[Point annotation dataset records]
########
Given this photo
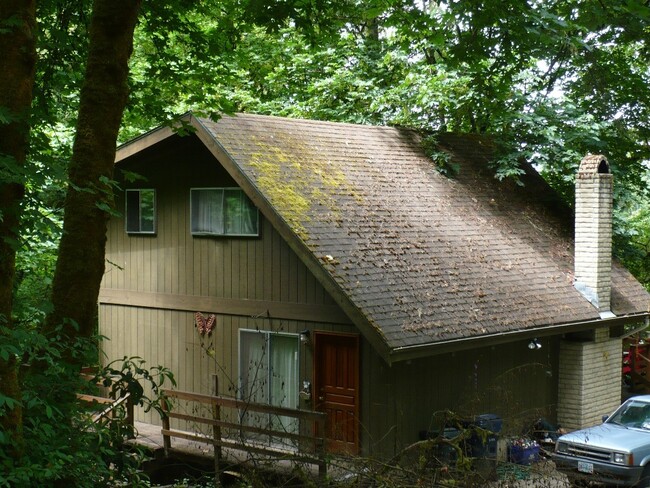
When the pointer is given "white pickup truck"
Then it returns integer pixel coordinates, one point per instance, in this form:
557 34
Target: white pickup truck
617 452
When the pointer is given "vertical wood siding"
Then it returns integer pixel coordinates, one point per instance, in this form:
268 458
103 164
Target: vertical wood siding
397 402
511 381
174 262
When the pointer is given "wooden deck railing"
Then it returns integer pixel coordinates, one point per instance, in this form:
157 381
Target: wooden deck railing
309 448
111 403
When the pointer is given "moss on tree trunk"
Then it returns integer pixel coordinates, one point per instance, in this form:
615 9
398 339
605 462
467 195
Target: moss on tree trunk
80 264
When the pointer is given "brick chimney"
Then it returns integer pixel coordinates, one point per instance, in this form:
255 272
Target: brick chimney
593 232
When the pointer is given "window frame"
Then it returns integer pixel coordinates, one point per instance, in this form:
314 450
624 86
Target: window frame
291 398
224 215
154 211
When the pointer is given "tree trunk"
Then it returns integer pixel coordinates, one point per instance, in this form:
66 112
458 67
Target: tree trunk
17 67
89 199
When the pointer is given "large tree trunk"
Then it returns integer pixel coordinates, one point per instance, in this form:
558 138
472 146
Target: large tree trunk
80 264
17 63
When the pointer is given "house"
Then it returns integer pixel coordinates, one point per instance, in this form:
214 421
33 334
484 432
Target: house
340 271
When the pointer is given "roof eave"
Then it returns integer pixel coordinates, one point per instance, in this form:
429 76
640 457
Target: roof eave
406 353
148 139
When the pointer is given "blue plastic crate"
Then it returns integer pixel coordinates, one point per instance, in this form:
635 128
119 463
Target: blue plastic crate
523 454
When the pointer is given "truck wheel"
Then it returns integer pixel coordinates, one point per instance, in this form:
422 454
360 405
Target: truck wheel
644 482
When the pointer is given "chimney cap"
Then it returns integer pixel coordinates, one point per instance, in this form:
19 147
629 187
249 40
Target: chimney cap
594 164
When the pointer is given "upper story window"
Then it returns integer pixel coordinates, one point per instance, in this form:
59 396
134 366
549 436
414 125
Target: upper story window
223 212
141 211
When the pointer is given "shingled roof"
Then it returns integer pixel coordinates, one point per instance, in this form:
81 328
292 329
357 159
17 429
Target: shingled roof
415 258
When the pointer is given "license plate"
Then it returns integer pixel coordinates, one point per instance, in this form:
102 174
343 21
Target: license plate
584 467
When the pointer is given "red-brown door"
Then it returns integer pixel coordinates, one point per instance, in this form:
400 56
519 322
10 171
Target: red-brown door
336 386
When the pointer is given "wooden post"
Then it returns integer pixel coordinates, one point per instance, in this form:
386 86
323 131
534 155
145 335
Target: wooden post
321 447
216 433
167 441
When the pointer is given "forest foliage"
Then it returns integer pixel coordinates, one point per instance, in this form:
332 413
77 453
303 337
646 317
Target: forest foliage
549 80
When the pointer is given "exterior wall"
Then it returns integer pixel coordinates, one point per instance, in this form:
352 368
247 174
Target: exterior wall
154 284
511 381
590 380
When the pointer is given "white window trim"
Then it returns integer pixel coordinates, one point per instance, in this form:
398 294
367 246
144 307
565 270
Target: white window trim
126 212
216 234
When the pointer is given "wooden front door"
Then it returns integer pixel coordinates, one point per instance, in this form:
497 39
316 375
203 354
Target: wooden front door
336 387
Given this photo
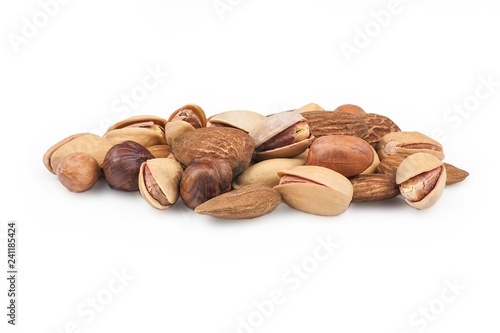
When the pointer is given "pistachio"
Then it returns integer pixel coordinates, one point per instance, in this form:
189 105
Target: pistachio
323 123
91 144
145 130
284 134
242 120
230 144
315 190
347 155
122 165
204 179
185 119
247 202
159 180
421 178
78 172
265 173
408 143
350 108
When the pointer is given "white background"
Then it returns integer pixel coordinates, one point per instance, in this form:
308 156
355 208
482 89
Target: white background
193 273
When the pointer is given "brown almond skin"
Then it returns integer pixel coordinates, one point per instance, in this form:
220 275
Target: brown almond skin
374 187
233 145
347 155
350 108
78 172
247 202
323 123
378 126
204 179
122 165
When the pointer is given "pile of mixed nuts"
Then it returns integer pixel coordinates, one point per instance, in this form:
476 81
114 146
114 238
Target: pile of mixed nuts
241 164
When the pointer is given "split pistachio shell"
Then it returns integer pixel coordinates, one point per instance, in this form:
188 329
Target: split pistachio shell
274 125
138 119
309 107
175 128
240 119
372 168
167 174
328 192
266 172
91 144
408 143
418 164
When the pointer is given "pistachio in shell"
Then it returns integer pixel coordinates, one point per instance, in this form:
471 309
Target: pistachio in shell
347 155
78 172
145 130
284 134
122 165
91 144
233 145
408 143
185 119
315 190
265 173
421 178
159 180
204 179
247 202
240 119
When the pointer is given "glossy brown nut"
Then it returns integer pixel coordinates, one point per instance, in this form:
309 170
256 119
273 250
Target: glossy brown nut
347 155
233 145
122 165
204 179
78 172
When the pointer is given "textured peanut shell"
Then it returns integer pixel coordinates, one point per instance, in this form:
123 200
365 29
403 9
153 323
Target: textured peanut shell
144 136
406 138
167 174
91 144
265 173
331 196
138 119
309 107
240 119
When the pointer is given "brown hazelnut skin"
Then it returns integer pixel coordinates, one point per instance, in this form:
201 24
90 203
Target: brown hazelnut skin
122 165
78 172
204 179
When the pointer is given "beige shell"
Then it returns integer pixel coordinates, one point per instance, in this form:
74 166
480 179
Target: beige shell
196 109
391 144
331 196
372 168
419 163
138 119
145 137
266 172
309 107
240 119
91 144
276 124
167 173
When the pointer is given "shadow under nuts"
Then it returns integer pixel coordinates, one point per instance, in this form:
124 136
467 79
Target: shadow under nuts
78 172
347 155
204 179
122 165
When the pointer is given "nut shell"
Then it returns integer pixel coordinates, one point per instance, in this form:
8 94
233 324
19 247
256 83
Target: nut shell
330 193
91 144
167 174
78 172
347 155
231 144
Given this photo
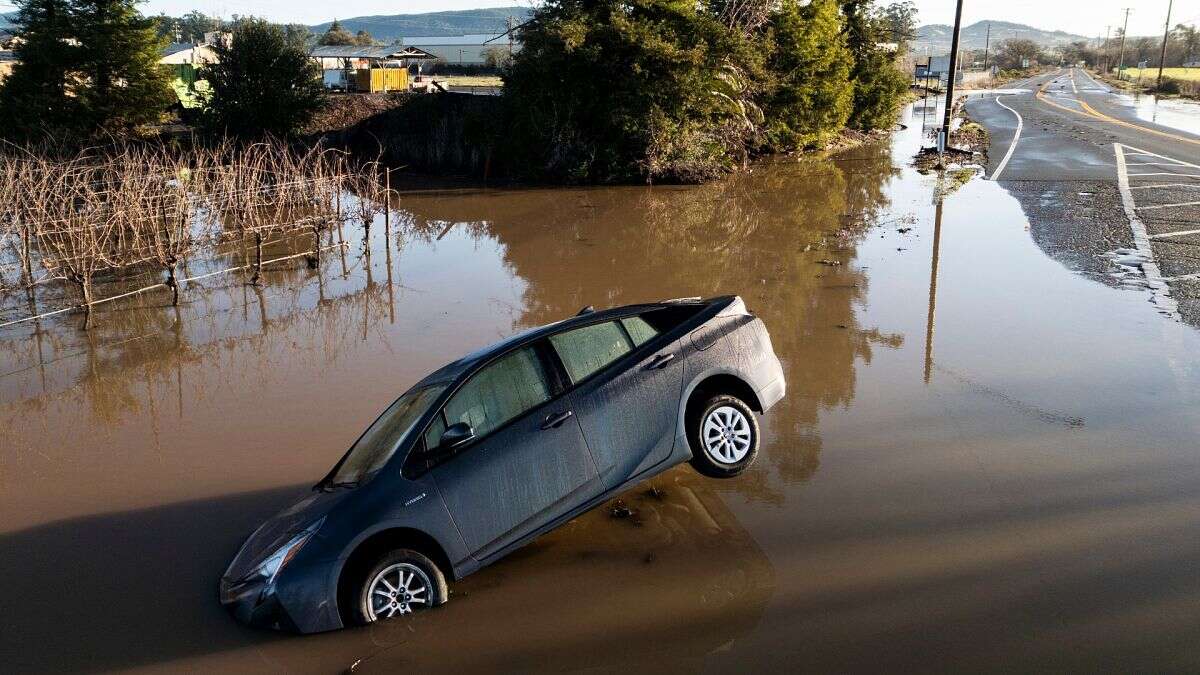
########
STATED EXERCISE
In the records above, how many lines contain the string "pile" with matching case? Reply with the number alone.

EXERCISE RESULT
2